Start Supplied records

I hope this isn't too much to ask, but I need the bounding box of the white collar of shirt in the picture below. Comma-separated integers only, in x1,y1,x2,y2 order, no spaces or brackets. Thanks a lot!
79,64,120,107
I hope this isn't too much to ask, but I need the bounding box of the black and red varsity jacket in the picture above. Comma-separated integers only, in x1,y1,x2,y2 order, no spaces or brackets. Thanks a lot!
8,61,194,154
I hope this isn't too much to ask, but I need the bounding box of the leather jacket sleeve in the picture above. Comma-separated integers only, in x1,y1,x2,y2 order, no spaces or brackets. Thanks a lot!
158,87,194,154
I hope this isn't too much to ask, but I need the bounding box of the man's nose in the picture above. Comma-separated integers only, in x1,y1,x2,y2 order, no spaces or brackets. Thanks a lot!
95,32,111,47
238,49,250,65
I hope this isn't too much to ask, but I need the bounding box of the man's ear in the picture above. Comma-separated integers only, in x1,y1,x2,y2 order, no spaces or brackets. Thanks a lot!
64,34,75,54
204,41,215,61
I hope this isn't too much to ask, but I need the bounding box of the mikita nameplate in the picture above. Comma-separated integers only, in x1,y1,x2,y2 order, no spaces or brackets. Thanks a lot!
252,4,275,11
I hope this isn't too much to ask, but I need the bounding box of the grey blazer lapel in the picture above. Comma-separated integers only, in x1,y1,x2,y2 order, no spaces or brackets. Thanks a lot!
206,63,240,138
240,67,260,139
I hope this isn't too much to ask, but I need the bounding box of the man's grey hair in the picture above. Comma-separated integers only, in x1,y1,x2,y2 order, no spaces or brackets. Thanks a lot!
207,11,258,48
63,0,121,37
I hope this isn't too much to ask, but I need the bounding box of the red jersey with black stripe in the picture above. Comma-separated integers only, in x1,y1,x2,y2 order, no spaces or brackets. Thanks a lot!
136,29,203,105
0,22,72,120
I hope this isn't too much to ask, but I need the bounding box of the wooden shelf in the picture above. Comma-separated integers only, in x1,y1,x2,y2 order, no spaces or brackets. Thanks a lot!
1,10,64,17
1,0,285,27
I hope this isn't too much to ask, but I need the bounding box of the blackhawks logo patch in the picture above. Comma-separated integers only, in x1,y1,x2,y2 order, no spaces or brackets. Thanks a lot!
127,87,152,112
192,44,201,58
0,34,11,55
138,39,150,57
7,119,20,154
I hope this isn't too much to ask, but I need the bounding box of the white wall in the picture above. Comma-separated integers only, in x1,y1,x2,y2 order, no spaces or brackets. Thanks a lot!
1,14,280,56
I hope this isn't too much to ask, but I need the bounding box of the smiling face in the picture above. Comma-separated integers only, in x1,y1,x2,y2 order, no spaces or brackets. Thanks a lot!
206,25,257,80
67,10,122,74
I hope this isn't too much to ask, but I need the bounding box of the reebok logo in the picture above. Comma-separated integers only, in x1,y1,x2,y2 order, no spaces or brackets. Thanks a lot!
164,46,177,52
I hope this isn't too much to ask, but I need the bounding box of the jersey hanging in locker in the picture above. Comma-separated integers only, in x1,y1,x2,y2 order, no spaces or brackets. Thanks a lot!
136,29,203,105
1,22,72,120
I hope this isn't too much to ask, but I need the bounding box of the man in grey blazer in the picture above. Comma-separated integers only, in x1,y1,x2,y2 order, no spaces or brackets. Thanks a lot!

End Supplied records

Work to complete -
Write out everything from the line containing "the black and" down to the line containing "158,87,194,154" in the entries above as a JSON list of strings, one string per line, with blank lines left out.

Full answer -
[
  "I hope this isn't too much to ask, but I need the bounding box of the black and red varsity jacket in the picture above. Comma-separated integers only, in x1,y1,x2,y2 order, no spaces or brackets. Thanks a lot!",
  "8,61,194,154",
  "I hope this isn't too much to ask, but I need the bounding box of the leather jacket sleeve in the picture above. Comma-separated integers only, in x1,y1,x2,y2 order, no spaces or brackets. Thanks a lot!",
  "158,87,194,154"
]